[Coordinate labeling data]
** start **

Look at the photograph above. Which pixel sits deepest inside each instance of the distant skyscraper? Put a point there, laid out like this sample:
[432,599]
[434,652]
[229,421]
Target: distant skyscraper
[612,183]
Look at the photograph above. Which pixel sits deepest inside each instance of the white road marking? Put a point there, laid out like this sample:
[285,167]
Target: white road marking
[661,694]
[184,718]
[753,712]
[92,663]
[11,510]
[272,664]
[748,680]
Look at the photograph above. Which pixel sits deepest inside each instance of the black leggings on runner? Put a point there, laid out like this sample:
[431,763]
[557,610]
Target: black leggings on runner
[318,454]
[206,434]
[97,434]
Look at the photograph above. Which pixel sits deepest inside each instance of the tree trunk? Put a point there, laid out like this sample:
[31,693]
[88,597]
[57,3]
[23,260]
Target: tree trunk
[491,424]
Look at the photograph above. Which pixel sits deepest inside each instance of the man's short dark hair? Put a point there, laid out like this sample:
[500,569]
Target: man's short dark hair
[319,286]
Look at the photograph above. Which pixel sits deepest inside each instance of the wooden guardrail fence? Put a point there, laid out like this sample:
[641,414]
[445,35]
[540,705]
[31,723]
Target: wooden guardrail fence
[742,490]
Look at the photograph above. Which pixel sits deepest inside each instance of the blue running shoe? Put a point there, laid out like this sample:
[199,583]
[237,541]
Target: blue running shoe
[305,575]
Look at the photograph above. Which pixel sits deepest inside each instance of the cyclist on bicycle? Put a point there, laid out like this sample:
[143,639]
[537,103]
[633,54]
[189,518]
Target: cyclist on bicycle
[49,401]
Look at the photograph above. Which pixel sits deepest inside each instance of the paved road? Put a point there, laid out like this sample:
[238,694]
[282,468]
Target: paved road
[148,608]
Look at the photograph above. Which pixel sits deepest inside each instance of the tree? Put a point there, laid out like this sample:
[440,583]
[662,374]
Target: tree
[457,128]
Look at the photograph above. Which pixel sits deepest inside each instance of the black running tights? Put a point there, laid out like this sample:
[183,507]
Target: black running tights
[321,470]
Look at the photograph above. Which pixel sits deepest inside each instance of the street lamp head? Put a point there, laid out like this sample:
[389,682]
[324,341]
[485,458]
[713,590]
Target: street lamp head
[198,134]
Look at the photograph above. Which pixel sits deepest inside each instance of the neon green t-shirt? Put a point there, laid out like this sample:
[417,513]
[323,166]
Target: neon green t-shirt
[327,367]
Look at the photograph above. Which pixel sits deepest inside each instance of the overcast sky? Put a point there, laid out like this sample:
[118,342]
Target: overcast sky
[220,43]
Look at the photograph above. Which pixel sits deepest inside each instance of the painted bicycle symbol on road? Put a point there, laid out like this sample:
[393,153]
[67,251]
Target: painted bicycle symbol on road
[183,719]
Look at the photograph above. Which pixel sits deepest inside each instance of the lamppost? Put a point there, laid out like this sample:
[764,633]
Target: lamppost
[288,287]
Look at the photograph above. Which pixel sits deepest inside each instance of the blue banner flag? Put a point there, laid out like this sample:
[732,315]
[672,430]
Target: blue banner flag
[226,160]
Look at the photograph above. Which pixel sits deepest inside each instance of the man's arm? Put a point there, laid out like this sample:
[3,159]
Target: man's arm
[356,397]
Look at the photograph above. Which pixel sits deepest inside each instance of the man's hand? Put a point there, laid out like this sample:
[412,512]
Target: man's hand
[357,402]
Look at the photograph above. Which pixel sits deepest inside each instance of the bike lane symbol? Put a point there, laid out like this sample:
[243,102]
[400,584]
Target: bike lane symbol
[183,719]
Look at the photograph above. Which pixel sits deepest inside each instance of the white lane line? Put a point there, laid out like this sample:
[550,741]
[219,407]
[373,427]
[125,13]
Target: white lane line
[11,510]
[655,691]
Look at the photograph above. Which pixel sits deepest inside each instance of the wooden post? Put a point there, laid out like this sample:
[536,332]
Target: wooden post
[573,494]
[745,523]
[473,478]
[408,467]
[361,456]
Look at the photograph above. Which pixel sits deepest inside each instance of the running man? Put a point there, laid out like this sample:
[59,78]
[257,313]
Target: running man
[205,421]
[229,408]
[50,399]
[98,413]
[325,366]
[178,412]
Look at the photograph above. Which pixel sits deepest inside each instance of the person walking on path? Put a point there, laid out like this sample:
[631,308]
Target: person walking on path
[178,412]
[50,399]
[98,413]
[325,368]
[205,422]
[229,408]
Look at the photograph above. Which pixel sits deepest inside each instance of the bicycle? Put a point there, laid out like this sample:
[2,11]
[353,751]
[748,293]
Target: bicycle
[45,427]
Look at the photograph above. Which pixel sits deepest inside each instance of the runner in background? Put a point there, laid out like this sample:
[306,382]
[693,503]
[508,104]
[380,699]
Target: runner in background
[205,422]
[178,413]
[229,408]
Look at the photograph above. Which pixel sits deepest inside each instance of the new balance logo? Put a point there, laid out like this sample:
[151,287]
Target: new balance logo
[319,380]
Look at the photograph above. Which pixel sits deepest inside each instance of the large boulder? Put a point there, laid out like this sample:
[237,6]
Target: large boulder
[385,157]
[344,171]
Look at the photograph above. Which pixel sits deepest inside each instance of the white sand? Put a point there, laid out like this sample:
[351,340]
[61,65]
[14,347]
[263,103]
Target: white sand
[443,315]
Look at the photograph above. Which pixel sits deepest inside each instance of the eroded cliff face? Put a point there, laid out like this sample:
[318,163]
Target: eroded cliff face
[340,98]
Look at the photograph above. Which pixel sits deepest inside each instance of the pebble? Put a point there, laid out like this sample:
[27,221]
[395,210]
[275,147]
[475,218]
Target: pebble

** end **

Please copy out the listing above word for word, from the line containing "of the eroded" through its final line.

__RESPONSE TO THE TASK__
Look at the photograph above. Which pixel sits deepest inside each instance of the eroded cliff face? Put a point there, laid out like this sample:
[318,163]
Target: eroded cliff face
[340,98]
Look at the photograph above. Which pixel sits deepest inside each instance of the pebble? Put a point there, laid out like this sample:
[27,221]
[395,210]
[275,147]
[475,218]
Target: pebble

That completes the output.